Each entry below must come back exactly as written, without its pictures.

- **SUPPLIED ENTRIES**
----
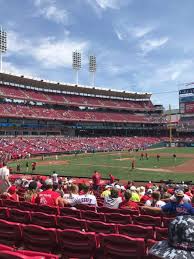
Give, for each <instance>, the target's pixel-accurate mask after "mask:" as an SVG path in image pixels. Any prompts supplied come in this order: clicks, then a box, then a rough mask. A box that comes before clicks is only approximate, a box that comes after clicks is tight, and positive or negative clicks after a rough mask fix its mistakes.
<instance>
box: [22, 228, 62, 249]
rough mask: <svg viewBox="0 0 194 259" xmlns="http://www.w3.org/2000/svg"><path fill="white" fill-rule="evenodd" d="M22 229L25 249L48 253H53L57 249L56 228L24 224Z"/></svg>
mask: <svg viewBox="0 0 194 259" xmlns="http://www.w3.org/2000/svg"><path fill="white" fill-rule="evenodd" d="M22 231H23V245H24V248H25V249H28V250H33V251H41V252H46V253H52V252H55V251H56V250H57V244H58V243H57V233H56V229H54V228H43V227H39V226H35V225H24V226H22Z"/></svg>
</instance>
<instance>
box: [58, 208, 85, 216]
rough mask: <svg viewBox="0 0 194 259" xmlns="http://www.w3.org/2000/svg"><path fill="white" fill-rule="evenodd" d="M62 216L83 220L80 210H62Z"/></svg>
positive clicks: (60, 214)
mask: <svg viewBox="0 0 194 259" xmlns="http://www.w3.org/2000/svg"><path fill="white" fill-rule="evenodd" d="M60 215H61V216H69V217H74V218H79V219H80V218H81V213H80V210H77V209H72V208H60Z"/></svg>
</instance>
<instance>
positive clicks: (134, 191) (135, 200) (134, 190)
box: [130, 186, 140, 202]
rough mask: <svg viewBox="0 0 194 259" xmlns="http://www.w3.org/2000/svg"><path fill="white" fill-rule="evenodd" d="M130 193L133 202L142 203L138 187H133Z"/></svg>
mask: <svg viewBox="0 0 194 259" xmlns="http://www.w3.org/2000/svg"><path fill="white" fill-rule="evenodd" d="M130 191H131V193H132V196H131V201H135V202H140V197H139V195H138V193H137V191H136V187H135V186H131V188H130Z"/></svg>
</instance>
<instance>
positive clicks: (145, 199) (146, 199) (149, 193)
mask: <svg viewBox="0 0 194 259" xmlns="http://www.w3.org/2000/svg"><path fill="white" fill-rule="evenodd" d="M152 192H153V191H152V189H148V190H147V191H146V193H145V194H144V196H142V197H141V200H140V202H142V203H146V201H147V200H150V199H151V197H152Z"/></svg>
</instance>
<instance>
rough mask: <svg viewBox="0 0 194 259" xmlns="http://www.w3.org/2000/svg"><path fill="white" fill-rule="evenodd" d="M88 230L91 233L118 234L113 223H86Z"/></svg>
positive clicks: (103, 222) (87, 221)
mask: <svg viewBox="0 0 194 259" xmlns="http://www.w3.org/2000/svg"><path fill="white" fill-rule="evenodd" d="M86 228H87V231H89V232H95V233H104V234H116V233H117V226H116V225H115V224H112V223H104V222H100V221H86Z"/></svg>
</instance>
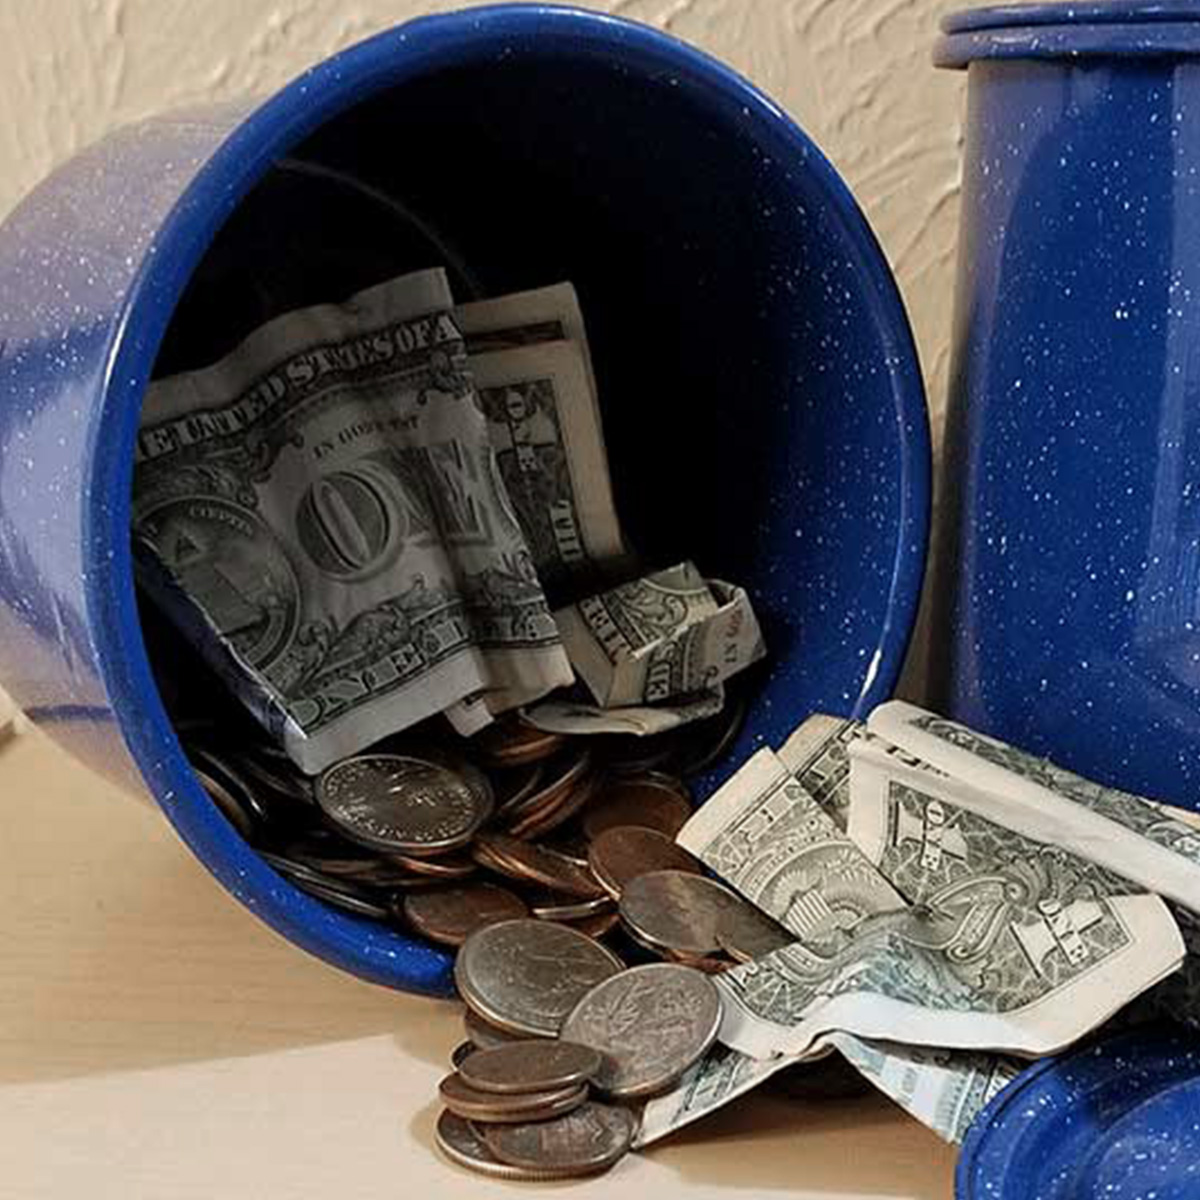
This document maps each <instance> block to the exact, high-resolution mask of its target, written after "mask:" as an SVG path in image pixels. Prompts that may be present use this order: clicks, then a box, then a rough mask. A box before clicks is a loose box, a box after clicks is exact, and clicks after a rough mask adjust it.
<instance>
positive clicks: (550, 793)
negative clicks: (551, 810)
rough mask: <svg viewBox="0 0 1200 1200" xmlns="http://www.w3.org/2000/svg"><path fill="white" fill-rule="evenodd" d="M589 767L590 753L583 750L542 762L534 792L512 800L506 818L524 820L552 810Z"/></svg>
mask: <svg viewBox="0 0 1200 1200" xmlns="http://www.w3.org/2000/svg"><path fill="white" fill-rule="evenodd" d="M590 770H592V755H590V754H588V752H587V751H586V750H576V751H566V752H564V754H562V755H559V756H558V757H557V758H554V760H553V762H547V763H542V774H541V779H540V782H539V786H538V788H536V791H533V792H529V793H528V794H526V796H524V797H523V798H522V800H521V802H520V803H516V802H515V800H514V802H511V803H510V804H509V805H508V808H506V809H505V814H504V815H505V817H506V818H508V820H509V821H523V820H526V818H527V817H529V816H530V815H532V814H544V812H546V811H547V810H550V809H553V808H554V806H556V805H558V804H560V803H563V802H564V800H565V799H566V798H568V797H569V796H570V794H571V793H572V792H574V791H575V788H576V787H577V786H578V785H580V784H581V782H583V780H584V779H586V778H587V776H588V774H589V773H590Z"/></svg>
----
- **SOLUTION TO THIS EXERCISE**
Give, for each <instance>, the target's pixel-accurate mask after "mask:" as an SVG path in image pixels. Any prompts supplied come in this order: clicks, then a box, then a rough mask. A box that comes before clicks is only approximate, a box that comes after clicks is tight, and positive or negative clicks after a rough mask fix its mistakes.
<instance>
box: [22, 228, 62, 249]
rough mask: <svg viewBox="0 0 194 259" xmlns="http://www.w3.org/2000/svg"><path fill="white" fill-rule="evenodd" d="M22 229L25 249L48 253H53L57 249L56 228L24 224Z"/></svg>
mask: <svg viewBox="0 0 194 259" xmlns="http://www.w3.org/2000/svg"><path fill="white" fill-rule="evenodd" d="M22 231H23V245H24V248H25V249H28V250H33V251H41V252H46V253H52V252H55V251H56V250H57V244H58V243H57V233H56V229H54V228H43V227H39V226H35V225H24V226H22Z"/></svg>
</instance>
<instance>
box: [58, 208, 85, 216]
rough mask: <svg viewBox="0 0 194 259" xmlns="http://www.w3.org/2000/svg"><path fill="white" fill-rule="evenodd" d="M62 216L83 220L80 210H62Z"/></svg>
positive clicks: (60, 214)
mask: <svg viewBox="0 0 194 259" xmlns="http://www.w3.org/2000/svg"><path fill="white" fill-rule="evenodd" d="M60 215H61V216H69V217H74V218H79V219H80V218H81V213H80V210H77V209H72V208H60Z"/></svg>
</instance>
<instance>
positive clicks: (134, 191) (135, 200) (134, 190)
box: [130, 186, 140, 202]
rough mask: <svg viewBox="0 0 194 259" xmlns="http://www.w3.org/2000/svg"><path fill="white" fill-rule="evenodd" d="M130 193L133 202L142 203L138 187H133Z"/></svg>
mask: <svg viewBox="0 0 194 259" xmlns="http://www.w3.org/2000/svg"><path fill="white" fill-rule="evenodd" d="M130 191H131V193H132V196H131V201H135V202H140V197H139V195H138V193H137V191H136V187H135V186H131V188H130Z"/></svg>
</instance>
<instance>
positive clicks: (145, 199) (146, 199) (149, 193)
mask: <svg viewBox="0 0 194 259" xmlns="http://www.w3.org/2000/svg"><path fill="white" fill-rule="evenodd" d="M152 192H153V191H152V189H148V190H147V191H146V193H145V194H144V196H142V197H141V200H140V202H142V203H146V201H147V200H150V199H151V197H152Z"/></svg>
</instance>
<instance>
rough mask: <svg viewBox="0 0 194 259" xmlns="http://www.w3.org/2000/svg"><path fill="white" fill-rule="evenodd" d="M88 230L91 233L118 234L113 223H86Z"/></svg>
positive clicks: (103, 222) (87, 221)
mask: <svg viewBox="0 0 194 259" xmlns="http://www.w3.org/2000/svg"><path fill="white" fill-rule="evenodd" d="M86 228H87V231H89V232H95V233H104V234H116V233H117V226H116V225H115V224H112V223H104V222H100V221H86Z"/></svg>
</instance>
This document maps each <instance> block to the exact, high-resolution mask of its target, written after "mask:" as an SVG path in image pixels. Prompts that may be present use this order: clicks, then a box, then a rough mask. A box before clicks is a loose box, a box after clicks is exact, and clicks after a rough mask adjust it.
<instance>
positive clicks: (550, 793)
negative clicks: (551, 810)
rough mask: <svg viewBox="0 0 1200 1200" xmlns="http://www.w3.org/2000/svg"><path fill="white" fill-rule="evenodd" d="M589 767L590 753L583 750L542 762L534 792L512 800L506 818L524 820L552 810Z"/></svg>
mask: <svg viewBox="0 0 1200 1200" xmlns="http://www.w3.org/2000/svg"><path fill="white" fill-rule="evenodd" d="M590 770H592V755H590V754H588V752H587V751H586V750H576V751H566V752H564V754H562V755H559V756H558V757H557V758H554V760H553V762H547V763H542V774H541V779H540V782H539V786H538V788H536V791H533V792H529V793H528V794H526V796H524V797H523V798H522V800H521V802H520V803H516V802H515V800H514V802H511V803H510V804H509V805H508V808H506V809H505V814H504V815H505V817H506V818H508V820H509V821H523V820H526V818H527V817H529V816H530V815H532V814H544V812H546V811H547V810H550V809H553V808H554V806H556V805H558V804H560V803H563V802H564V800H565V799H566V798H568V797H569V796H570V794H571V793H572V792H574V791H575V788H576V787H577V786H578V785H580V784H581V782H583V780H584V779H586V778H587V776H588V774H589V773H590Z"/></svg>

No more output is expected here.